§ **Passage provided**
========================
Buy now pay later – replacing the credit card or fintech flash in the pan? 24 March 2021
For a sense of perspective, Revolut, probably the most known challenger bank, was valued at $5.5 billion in July of 2020. N26 is valued at $3.6 billion. Only Stripe, the American payments technology provider, is bigger, with its recent $600 million raise making it the most valuable private fintech in the world at $95 billion. Klarna has gotten so big, they even purchased a Super Bowl ad this year, shelling out $5.5 million to get their services in front of the largest American television audience of the year.
So, what’s driving BNPL’s incredible success and some eye-popping valuations? Paying in installments is not exactly a revolutionary idea. The option of paying in installments has been around for ages. What is a car mortgage, after all? The Klarna’s and the Afterpay’s of the world have simply capitalized on explosive ecommerce growth by creating slick, easy-to-integrate payment options for retailers and customers. In a competitive digital sales environment, the easier a retailer makes it to buy their product, the more they will sell. Without comprehensive ecommerce offerings in 2021, any retailer is going to struggle.
========================
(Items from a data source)
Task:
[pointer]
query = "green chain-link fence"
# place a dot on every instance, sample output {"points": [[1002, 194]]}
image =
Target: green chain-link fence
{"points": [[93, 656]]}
========================
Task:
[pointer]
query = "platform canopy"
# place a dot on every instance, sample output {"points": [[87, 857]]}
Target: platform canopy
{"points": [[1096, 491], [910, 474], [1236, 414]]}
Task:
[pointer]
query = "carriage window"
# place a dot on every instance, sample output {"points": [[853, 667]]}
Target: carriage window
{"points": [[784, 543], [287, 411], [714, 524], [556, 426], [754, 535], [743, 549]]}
========================
§ **Assigned task**
Answer these questions using the article on buy now pay later:
1. What was Revolut's valuation in July 2020?
2. How much did Klarna spend on its Super Bowl ad?
3. What growth have the Klarna's and the Afterpay's of the world capitalized on?

§ **Written answer**
1. $5.5 billion
2. $5.5 million
3. Explosive ecommerce growth